Image location labeling entries:
※

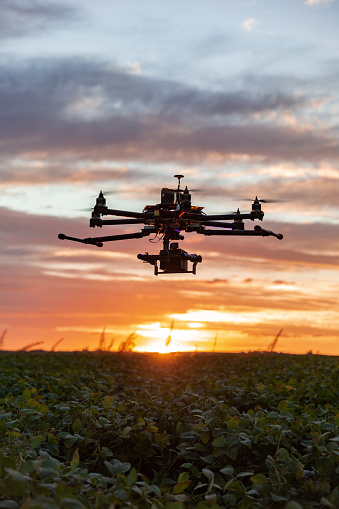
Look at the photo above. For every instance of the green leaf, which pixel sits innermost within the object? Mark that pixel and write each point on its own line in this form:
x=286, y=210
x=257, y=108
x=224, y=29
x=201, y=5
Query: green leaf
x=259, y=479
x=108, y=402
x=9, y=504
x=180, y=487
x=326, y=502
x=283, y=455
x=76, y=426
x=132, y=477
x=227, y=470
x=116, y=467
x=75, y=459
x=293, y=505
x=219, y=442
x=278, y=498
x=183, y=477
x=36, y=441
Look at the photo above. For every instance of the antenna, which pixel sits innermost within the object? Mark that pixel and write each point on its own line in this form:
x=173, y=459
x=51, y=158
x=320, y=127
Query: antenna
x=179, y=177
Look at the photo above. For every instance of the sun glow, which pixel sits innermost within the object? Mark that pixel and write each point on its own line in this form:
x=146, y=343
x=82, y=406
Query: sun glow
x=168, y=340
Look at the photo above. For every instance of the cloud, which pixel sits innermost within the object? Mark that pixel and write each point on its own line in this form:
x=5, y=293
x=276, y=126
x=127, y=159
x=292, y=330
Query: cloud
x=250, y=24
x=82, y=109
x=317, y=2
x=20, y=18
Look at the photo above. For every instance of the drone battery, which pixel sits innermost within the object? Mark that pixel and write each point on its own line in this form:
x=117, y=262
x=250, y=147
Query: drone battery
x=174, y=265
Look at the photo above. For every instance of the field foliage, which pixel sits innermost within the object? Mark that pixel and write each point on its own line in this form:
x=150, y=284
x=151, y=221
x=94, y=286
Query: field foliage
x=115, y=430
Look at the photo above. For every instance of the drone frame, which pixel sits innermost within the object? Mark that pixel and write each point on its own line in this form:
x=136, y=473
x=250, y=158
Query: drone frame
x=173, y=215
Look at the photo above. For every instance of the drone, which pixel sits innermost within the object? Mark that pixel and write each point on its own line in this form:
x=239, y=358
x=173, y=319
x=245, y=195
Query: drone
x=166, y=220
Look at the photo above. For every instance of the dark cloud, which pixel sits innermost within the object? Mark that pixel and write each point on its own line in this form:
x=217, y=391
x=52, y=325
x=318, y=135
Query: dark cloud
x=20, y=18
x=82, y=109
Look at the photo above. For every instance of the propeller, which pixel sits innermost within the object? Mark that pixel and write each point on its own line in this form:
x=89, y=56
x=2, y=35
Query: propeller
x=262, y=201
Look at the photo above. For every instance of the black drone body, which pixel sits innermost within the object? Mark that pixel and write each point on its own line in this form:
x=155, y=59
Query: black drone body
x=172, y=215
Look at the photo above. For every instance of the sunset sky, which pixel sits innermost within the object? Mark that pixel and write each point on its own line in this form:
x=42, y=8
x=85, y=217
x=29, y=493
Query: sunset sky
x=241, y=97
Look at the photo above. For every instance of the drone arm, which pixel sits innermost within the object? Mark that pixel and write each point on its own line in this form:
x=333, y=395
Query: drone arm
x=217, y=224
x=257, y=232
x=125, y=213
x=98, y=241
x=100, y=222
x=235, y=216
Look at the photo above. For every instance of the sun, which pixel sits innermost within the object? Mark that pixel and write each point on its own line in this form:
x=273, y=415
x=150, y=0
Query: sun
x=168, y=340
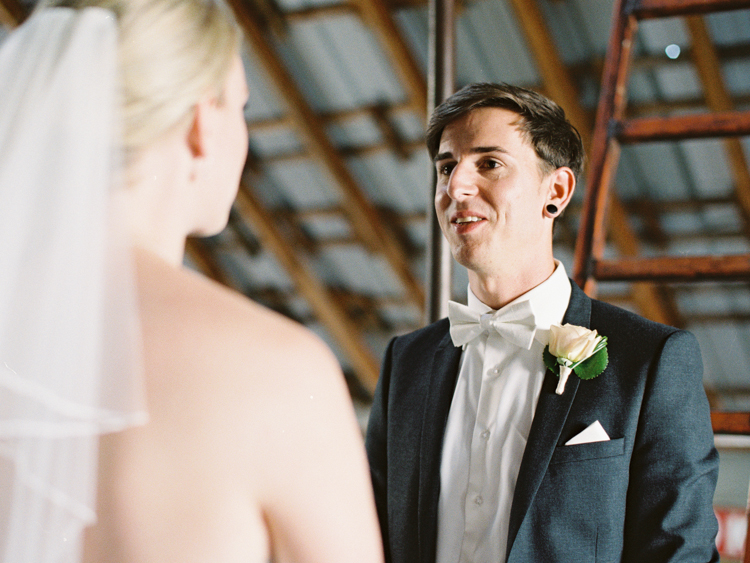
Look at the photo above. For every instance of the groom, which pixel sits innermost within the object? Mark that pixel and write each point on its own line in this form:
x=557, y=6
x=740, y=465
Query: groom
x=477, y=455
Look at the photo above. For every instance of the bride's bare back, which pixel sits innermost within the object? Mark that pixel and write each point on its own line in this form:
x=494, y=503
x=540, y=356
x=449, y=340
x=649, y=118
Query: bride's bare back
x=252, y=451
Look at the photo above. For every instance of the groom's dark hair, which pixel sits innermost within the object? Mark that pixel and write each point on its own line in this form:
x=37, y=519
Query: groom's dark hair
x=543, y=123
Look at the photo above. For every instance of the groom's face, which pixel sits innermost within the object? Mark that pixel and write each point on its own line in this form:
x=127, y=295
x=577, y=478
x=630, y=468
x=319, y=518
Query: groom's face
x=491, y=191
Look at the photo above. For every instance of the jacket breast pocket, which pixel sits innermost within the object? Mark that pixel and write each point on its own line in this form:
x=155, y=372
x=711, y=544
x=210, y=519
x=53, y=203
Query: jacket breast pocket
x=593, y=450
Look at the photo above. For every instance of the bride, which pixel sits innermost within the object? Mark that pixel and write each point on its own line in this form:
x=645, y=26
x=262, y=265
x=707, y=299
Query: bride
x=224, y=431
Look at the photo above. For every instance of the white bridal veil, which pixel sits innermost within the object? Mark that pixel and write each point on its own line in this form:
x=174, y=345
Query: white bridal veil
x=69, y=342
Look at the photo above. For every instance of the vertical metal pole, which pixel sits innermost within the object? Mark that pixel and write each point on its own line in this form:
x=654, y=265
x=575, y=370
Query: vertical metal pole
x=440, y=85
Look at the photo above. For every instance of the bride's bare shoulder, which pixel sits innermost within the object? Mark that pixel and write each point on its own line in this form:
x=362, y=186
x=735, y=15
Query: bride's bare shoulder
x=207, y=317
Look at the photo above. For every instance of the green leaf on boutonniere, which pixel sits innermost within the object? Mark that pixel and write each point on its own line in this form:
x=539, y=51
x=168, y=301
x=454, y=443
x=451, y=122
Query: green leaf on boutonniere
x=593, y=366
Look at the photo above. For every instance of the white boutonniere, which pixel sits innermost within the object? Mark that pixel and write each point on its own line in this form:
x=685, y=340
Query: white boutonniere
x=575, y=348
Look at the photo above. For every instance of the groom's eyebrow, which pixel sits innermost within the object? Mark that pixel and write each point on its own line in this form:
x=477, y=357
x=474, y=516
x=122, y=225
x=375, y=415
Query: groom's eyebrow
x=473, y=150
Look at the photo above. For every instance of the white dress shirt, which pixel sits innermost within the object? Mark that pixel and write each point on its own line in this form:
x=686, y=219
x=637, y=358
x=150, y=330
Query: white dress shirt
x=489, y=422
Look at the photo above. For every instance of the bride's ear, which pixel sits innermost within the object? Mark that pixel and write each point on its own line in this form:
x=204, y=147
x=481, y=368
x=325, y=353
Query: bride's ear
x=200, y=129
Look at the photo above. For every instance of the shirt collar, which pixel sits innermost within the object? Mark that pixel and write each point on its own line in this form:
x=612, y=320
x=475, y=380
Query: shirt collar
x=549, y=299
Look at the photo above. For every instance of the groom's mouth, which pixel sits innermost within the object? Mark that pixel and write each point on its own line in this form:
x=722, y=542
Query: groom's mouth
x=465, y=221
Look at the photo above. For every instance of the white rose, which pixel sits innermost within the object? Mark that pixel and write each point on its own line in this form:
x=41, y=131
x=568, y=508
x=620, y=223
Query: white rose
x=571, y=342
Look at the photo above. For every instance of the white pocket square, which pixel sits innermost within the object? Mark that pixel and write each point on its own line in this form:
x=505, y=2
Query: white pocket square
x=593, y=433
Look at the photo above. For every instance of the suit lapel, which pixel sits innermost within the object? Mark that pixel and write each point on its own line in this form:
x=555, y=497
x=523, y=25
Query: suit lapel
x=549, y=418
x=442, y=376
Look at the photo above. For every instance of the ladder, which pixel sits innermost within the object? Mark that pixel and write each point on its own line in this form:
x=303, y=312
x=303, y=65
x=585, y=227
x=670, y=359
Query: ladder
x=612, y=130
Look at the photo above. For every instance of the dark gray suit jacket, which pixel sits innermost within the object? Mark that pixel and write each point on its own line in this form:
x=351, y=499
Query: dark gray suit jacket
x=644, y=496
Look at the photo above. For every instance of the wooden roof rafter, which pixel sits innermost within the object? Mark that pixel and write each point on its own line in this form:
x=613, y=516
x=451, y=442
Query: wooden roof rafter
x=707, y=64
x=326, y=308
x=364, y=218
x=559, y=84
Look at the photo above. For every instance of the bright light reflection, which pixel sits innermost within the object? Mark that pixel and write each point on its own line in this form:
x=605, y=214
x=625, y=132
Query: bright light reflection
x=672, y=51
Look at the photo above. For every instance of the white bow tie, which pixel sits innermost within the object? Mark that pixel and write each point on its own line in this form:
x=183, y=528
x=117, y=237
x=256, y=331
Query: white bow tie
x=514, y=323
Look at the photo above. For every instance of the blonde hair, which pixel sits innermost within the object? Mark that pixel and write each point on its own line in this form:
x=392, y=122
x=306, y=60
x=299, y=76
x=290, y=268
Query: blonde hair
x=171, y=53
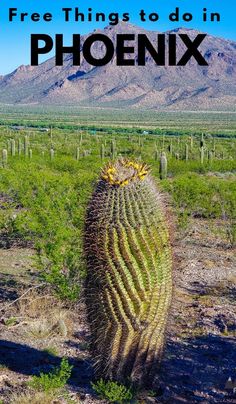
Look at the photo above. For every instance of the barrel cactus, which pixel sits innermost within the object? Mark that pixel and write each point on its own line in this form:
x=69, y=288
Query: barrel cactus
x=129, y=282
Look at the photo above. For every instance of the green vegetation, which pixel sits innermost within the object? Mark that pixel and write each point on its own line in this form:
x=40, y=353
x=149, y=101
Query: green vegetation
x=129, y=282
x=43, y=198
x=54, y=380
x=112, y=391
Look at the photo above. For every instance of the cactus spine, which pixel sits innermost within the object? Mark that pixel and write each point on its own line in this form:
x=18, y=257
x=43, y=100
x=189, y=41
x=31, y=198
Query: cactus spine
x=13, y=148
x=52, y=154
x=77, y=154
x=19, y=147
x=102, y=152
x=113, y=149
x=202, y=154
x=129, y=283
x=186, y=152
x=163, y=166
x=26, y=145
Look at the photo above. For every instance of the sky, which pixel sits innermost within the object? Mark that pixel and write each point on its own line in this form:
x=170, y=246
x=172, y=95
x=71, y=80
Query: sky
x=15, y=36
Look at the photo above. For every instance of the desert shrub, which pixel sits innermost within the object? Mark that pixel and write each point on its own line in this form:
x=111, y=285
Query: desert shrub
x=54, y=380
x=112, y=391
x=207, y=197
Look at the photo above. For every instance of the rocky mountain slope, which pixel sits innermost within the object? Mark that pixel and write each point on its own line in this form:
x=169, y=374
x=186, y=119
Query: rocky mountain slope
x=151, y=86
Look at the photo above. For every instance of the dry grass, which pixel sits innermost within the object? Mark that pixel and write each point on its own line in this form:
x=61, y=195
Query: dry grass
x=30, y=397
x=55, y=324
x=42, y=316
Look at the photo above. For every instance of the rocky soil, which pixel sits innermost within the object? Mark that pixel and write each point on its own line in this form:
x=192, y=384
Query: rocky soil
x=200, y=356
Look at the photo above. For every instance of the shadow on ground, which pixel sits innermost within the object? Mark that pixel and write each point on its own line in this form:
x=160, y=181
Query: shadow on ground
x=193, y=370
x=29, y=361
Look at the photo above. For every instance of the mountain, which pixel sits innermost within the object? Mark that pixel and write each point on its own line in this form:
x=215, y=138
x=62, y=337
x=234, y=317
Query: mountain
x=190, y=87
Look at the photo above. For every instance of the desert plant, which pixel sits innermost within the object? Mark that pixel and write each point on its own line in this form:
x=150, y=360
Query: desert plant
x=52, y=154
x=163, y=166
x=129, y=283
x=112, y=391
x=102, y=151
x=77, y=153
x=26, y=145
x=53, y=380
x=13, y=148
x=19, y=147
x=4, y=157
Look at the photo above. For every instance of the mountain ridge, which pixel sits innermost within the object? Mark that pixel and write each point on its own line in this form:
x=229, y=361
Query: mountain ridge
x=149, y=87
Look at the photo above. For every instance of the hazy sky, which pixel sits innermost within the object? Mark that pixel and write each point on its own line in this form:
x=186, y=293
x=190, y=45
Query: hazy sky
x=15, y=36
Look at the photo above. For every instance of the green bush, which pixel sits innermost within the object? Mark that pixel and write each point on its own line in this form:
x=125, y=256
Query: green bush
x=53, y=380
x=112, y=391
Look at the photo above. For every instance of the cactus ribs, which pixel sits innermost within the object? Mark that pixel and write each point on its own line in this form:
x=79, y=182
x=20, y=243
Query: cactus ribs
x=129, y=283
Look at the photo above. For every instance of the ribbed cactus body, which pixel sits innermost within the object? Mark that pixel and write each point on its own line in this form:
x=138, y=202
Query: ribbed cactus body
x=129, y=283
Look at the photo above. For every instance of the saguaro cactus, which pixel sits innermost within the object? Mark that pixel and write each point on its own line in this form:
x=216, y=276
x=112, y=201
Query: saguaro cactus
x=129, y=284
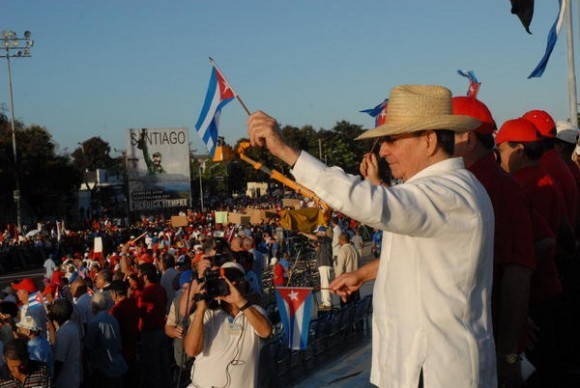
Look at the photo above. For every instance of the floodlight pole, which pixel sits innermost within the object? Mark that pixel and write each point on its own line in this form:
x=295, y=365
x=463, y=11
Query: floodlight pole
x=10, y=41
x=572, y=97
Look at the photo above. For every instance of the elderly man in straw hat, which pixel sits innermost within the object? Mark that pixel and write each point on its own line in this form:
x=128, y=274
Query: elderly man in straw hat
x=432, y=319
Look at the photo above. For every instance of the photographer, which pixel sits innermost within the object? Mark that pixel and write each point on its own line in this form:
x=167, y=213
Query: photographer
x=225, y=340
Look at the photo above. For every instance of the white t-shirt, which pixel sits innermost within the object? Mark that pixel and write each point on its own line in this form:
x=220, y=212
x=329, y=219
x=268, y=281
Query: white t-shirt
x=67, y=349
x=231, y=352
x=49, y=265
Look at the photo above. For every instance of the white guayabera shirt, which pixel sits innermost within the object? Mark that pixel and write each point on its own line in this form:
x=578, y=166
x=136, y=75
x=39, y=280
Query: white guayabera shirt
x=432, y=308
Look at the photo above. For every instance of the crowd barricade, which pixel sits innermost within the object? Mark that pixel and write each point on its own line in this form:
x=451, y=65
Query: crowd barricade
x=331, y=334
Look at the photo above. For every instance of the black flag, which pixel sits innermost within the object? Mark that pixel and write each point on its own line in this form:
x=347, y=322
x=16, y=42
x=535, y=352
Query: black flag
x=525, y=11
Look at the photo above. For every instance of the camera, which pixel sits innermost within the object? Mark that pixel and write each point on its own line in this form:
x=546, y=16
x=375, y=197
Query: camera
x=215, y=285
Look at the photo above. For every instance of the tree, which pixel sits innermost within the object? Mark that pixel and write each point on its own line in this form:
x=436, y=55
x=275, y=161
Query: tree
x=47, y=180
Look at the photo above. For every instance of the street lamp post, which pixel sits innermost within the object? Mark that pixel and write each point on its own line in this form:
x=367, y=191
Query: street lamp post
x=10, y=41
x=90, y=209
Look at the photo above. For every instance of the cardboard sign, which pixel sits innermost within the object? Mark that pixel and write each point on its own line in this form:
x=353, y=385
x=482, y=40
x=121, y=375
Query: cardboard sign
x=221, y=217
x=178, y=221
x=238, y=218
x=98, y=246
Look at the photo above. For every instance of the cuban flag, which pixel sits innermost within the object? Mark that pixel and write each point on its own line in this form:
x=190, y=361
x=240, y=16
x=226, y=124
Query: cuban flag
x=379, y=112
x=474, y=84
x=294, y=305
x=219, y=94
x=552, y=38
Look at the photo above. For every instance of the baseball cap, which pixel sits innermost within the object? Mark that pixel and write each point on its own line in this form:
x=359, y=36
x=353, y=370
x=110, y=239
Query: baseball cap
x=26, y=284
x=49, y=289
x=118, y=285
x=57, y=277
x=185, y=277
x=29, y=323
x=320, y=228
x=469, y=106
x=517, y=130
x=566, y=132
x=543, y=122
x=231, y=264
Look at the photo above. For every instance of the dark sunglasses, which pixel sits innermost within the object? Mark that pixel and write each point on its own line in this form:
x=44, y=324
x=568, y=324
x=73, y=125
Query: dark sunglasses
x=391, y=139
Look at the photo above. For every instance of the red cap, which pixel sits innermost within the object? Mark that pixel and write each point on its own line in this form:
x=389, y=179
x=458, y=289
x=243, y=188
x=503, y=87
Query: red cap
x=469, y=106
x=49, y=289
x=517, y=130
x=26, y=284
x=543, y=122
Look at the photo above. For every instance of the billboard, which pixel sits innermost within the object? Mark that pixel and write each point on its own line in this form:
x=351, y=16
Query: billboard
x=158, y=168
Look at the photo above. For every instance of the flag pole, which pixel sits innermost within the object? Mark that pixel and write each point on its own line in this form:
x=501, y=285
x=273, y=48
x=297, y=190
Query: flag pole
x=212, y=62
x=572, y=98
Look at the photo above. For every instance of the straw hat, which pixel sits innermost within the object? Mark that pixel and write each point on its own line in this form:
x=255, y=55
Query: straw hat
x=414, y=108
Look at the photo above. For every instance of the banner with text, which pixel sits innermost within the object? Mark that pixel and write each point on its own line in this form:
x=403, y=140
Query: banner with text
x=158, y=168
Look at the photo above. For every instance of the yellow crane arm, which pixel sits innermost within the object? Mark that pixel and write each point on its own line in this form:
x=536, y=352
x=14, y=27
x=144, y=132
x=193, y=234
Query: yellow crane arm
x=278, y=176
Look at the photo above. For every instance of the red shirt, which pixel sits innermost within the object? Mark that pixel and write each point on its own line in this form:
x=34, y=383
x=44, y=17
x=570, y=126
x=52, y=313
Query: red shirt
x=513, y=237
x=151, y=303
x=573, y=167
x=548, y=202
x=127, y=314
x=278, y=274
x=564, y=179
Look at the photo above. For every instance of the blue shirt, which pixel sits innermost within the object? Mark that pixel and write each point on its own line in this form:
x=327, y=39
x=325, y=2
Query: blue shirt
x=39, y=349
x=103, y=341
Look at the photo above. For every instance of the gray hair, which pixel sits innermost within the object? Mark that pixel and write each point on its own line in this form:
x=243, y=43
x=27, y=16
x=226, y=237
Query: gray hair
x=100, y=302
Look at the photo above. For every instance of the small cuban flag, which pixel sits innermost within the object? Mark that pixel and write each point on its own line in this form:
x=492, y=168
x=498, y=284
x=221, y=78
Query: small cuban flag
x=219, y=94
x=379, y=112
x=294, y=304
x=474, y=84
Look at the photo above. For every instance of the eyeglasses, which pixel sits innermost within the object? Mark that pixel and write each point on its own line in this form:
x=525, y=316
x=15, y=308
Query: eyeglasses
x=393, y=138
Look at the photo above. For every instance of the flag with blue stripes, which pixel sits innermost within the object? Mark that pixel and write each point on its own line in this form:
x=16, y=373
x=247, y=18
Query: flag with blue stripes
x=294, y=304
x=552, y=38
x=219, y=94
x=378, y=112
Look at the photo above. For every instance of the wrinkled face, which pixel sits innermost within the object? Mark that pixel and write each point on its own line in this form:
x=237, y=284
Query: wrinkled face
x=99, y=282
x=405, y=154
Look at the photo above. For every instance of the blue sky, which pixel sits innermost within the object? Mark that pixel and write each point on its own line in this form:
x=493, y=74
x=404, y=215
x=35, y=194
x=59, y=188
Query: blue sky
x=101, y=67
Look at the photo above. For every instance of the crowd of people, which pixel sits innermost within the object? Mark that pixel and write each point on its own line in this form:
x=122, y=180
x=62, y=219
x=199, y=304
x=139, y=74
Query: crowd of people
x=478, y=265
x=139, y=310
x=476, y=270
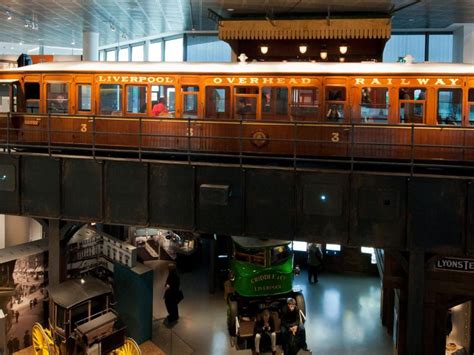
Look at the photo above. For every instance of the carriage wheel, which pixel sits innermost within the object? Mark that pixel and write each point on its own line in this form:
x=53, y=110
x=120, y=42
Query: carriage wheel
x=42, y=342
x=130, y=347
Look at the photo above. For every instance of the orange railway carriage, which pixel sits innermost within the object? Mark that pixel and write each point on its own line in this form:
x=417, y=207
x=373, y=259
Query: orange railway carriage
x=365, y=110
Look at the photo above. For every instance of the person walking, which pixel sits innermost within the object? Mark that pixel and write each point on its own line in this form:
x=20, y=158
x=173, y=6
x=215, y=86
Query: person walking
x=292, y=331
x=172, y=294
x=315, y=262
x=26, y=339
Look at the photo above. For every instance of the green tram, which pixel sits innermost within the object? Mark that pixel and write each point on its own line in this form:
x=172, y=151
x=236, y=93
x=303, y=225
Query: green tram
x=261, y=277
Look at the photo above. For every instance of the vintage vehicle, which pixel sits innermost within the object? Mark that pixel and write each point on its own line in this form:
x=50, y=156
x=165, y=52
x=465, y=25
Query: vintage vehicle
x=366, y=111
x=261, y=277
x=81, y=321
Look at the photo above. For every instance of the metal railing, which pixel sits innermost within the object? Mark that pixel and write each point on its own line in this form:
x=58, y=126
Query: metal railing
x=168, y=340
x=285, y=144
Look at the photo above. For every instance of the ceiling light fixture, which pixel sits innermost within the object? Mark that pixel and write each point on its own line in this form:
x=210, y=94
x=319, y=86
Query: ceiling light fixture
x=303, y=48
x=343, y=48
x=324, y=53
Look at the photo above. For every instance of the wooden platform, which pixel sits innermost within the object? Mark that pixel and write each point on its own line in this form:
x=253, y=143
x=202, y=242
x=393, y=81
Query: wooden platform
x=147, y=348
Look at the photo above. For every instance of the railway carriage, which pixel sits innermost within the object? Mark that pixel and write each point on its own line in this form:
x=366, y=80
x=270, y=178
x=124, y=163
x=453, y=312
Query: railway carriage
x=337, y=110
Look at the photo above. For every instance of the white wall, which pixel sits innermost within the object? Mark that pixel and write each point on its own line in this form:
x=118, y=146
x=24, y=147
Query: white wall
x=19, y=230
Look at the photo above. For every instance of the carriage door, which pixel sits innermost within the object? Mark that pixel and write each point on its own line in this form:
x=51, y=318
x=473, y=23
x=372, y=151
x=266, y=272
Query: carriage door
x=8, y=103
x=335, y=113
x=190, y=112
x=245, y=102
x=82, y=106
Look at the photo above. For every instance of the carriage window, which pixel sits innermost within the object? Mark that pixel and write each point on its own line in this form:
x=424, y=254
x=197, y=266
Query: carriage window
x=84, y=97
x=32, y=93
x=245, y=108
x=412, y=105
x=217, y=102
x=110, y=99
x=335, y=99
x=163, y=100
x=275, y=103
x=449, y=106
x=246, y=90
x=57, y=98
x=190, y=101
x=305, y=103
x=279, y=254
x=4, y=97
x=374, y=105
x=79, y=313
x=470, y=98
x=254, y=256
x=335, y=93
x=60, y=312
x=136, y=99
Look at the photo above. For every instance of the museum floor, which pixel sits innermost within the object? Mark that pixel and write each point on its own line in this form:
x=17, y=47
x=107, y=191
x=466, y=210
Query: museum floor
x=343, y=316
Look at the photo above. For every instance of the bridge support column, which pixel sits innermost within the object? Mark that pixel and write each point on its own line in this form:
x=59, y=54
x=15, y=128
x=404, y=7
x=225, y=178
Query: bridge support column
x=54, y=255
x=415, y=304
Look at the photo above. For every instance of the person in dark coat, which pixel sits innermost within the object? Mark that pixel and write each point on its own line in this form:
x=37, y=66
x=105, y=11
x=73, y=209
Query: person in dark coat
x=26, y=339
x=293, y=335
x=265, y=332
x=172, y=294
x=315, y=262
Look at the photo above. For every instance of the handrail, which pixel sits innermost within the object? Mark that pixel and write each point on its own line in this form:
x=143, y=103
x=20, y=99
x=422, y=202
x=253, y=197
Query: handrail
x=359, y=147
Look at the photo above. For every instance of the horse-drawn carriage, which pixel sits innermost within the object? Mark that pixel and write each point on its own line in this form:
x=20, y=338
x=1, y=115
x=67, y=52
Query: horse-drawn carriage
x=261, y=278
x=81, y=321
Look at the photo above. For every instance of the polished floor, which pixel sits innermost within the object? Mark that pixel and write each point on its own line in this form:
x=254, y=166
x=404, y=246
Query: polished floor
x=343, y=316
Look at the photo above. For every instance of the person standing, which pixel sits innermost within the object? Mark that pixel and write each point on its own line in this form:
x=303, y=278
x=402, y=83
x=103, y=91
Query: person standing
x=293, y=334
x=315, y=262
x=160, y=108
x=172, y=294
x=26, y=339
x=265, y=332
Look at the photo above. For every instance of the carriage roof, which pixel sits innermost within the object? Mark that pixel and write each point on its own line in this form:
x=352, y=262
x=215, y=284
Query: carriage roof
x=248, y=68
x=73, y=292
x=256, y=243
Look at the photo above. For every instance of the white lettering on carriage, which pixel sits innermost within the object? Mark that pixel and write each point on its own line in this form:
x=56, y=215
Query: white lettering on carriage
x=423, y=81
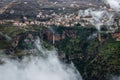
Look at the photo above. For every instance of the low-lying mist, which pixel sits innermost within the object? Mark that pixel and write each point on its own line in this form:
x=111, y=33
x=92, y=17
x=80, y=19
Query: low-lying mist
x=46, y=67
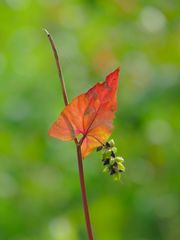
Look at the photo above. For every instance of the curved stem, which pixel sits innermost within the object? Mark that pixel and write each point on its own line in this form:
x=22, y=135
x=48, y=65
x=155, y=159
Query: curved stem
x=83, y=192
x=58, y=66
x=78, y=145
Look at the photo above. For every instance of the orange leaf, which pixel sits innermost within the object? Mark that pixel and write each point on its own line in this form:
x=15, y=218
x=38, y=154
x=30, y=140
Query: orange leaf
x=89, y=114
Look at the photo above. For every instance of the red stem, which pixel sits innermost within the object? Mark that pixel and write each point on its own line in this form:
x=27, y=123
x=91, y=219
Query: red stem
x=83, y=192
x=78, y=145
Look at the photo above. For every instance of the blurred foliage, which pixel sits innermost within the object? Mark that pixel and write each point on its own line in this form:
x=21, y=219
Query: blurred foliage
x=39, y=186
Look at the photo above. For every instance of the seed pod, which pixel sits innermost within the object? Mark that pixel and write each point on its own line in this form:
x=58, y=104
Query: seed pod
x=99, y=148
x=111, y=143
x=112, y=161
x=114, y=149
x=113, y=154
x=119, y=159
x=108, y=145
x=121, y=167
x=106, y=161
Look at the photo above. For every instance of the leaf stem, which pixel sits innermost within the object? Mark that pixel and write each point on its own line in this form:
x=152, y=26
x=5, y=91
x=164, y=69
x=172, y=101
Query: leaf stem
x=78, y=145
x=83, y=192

※

Rewrite the records from their start up to and including the line with "x=174, y=265", swapping "innermost" for "most central" and leaving everything else unchanged. Leave the pictures out of your answer.

» **ANSWER TO THE TASK**
Look at the photo above. For every instance of the green leaf, which pixel sits most central within the object? Mark that pixel and write each point on its own line in this form:
x=286, y=210
x=257, y=108
x=224, y=29
x=201, y=5
Query: green leaf
x=259, y=479
x=108, y=402
x=9, y=504
x=180, y=487
x=326, y=502
x=283, y=455
x=76, y=426
x=132, y=477
x=227, y=470
x=116, y=467
x=75, y=459
x=293, y=505
x=219, y=442
x=278, y=498
x=183, y=477
x=36, y=441
Look at the photo above. For every instance of the antenna, which pixel sits most central within the object? Mark that pixel and write each point on its own line in this form:
x=173, y=459
x=51, y=158
x=320, y=127
Query: antenna
x=179, y=177
Look at the photo above. For every instance of the sun glow, which pixel sits most central within the object? Mark that pixel and write each point on its own line in this form:
x=146, y=343
x=82, y=406
Query: sun glow
x=168, y=340
Look at the photo above. For every instance of the cloud, which pixel sits most central within the object? Mark that pixel and write each point on its own line in this form:
x=5, y=293
x=276, y=126
x=127, y=159
x=292, y=330
Query: cloud
x=250, y=24
x=82, y=109
x=317, y=2
x=20, y=18
Look at the photo above. For every instance of the drone battery, which pixel sits most central within the object? Mark that pixel and write each point on its own line in this form:
x=117, y=262
x=250, y=147
Query: drone battery
x=174, y=265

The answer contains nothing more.